• Prompt: According to the blog post on the Suzuki violin concert, in what order are the songs performed at a Suzuki concert?

• Source excerpt:
Saturday, May 31, 2008

Surviving the Suzuki Concert

We had a Suzuki violin concert this week and when we came home, I just crashed on the couch! We've had rehearsals since last week, which required me to leave work at 3:30 (had to walk out of meetings), pick her up from one school and shuttle to another.

Last year in Kindergarten, her role in the concert was minimal, more of a demonstration. She doesn't even recall going to rehearsals. Also, during the concert last year Annika was extremely unfocused, looking around at everyone, missing her cues. We were quite frustrated.

As I said in a previous post, the difference between Kindergarten and First Grade is huge. This year, she had Twinkle variations and 3 songs under her belt. We were given a 4th song to learn, but not for the concert. I decided we would focus on refining the 3 songs. The other boy in her class, Andrew, is very good and picked up the 4th song.

A Suzuki concert is based on the Suzuki philosophy . They start with the advanced songs and continue to the beginner songs. They announce each song and whoever can play those songs will go to the stage.

• Stored data:
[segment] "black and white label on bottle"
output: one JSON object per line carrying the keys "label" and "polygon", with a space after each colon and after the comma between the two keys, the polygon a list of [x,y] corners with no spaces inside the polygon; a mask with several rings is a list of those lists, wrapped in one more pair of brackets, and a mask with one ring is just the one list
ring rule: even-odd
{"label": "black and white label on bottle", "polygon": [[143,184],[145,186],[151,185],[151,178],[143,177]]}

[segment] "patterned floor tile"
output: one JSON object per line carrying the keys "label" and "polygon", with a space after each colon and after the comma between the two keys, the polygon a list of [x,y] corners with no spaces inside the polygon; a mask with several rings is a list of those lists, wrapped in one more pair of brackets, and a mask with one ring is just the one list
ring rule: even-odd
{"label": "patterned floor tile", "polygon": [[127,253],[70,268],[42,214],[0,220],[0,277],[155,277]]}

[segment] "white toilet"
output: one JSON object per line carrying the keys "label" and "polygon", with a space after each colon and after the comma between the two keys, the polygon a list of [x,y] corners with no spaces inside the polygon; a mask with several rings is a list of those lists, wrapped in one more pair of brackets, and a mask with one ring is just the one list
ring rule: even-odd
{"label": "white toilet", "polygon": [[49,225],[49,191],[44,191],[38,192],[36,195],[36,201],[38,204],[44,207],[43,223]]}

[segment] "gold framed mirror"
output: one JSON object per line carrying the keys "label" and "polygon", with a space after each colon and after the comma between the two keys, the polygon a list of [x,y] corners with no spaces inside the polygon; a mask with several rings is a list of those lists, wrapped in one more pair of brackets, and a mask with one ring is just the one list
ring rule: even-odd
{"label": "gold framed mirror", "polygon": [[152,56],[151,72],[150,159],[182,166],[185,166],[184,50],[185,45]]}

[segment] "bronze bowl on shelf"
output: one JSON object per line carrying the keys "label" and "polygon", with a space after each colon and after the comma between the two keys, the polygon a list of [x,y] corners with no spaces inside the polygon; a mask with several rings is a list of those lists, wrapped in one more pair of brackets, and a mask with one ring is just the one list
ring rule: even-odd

• Answer in full: The concert begins with the advanced songs and proceeds to the beginner songs.